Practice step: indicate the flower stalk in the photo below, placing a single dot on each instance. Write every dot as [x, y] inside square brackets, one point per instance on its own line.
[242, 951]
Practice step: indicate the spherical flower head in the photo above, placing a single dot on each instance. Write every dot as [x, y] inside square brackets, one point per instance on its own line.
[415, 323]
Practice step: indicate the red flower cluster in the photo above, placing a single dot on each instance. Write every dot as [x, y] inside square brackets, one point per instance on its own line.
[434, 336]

--------------------

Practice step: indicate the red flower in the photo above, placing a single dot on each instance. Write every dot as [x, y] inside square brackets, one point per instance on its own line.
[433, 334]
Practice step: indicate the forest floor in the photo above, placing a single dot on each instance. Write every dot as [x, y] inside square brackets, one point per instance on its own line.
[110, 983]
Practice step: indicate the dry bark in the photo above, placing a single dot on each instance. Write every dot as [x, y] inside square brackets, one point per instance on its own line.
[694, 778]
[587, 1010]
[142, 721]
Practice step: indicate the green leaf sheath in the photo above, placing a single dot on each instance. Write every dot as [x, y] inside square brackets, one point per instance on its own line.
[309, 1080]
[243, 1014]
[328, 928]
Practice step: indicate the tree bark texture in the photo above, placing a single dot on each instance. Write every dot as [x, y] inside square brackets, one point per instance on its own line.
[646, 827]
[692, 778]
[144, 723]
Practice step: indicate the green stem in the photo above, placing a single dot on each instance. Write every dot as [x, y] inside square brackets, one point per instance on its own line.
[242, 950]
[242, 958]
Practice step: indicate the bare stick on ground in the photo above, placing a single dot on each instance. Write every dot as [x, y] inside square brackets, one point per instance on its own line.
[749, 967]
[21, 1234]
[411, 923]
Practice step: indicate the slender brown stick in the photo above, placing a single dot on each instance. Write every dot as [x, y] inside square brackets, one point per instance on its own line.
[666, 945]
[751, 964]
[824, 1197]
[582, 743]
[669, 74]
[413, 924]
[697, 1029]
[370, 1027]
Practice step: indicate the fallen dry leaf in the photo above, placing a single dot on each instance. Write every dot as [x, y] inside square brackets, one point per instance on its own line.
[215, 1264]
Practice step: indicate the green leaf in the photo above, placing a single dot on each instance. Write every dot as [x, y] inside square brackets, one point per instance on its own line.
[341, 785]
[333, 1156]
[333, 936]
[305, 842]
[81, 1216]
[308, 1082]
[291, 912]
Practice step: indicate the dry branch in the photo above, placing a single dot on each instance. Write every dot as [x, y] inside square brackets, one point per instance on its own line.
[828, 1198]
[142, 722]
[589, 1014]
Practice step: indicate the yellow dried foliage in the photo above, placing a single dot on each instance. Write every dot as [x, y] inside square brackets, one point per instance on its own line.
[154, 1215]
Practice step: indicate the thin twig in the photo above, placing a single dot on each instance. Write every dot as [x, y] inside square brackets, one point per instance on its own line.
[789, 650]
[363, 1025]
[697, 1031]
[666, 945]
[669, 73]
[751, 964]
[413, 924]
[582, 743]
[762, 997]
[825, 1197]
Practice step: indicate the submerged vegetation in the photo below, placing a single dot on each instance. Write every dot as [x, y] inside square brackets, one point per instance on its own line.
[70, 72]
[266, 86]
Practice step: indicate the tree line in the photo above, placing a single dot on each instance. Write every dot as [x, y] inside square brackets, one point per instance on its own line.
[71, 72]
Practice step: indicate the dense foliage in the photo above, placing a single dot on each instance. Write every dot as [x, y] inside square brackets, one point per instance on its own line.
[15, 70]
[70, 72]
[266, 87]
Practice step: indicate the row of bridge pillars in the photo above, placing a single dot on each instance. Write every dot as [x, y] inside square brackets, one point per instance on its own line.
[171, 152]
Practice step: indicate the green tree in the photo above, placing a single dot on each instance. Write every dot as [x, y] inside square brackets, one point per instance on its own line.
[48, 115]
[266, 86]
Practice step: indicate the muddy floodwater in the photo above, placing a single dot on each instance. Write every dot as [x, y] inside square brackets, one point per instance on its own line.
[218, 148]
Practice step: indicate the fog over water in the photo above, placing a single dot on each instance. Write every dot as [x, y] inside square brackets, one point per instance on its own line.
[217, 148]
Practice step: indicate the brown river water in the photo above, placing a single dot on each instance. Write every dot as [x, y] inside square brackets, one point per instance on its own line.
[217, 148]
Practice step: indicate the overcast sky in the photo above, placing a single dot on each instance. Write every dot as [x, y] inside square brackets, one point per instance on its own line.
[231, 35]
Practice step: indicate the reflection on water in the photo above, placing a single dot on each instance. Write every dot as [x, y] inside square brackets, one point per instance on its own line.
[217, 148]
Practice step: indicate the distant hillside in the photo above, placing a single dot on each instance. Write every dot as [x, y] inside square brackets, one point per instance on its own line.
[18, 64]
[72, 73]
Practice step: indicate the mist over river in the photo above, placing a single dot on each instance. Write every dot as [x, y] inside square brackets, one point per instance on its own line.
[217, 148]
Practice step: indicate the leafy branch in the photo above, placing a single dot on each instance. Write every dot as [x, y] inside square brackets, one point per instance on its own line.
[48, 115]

--------------------

• _Given request_: Gather every line above that contains the word "below", and copy each of those lines in full. Case counts, so match capital and lowercase letters precisely.

• _Answer_:
Practice step: indicate the flower stalk in the photo below, placing a single dot on each instance. Write every dot as [x, y] inside square brackets, one point per instance on its own line.
Practice step: indicate the submerged vegetation in the photo below, placing a single dot on each instance. Write every dot as [x, y] inside square brackets, one point per instance on its own line.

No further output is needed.